Copy the listing below word for word, leaving out the pictures.

··· TASK INPUT

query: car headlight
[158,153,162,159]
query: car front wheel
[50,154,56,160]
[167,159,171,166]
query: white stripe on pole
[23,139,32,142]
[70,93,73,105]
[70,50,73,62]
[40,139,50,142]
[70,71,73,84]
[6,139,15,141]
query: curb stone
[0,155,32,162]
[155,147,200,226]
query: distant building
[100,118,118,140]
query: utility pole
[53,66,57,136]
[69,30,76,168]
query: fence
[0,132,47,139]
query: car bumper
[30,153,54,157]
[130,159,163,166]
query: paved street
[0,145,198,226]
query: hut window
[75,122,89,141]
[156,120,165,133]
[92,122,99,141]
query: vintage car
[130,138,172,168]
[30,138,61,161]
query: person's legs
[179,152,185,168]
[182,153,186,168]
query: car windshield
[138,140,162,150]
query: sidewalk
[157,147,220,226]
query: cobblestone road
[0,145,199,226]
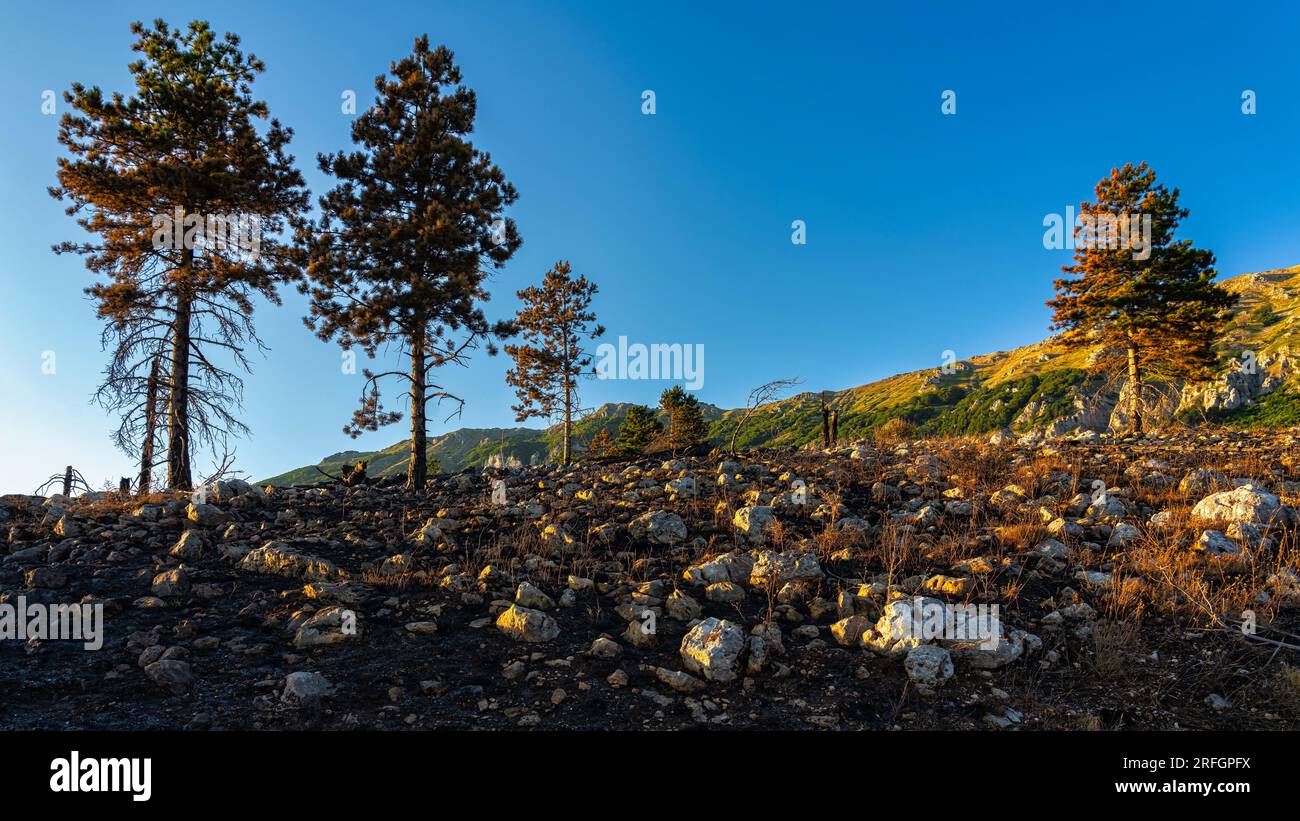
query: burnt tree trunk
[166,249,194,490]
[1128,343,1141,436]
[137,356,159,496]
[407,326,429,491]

······

**RESPONSE FOR THIS EXERCISE:**
query: car headlight
[158,153,162,159]
query: car front wheel
[50,154,56,160]
[167,159,171,166]
query: white stripe on pole
[23,139,32,142]
[70,93,73,105]
[70,50,73,62]
[40,139,50,142]
[70,71,73,84]
[6,139,15,141]
query: curb stone
[0,155,32,162]
[155,147,200,226]
query: distant building
[100,118,118,140]
query: utility pole
[53,66,57,136]
[69,30,76,168]
query: fence
[0,132,47,139]
query: car bumper
[30,153,54,157]
[130,159,163,166]
query: paved street
[0,145,198,226]
query: hut window
[75,122,89,141]
[156,120,165,133]
[92,122,99,141]
query: vintage car
[130,138,172,168]
[30,138,61,161]
query: person's legs
[179,152,185,168]
[182,153,186,168]
query: car windshield
[138,140,162,150]
query: sidewalk
[157,147,220,226]
query: cobblestone road
[0,145,199,226]
query: burnt tree trunk
[166,249,194,490]
[1128,343,1141,436]
[137,356,159,496]
[407,326,429,491]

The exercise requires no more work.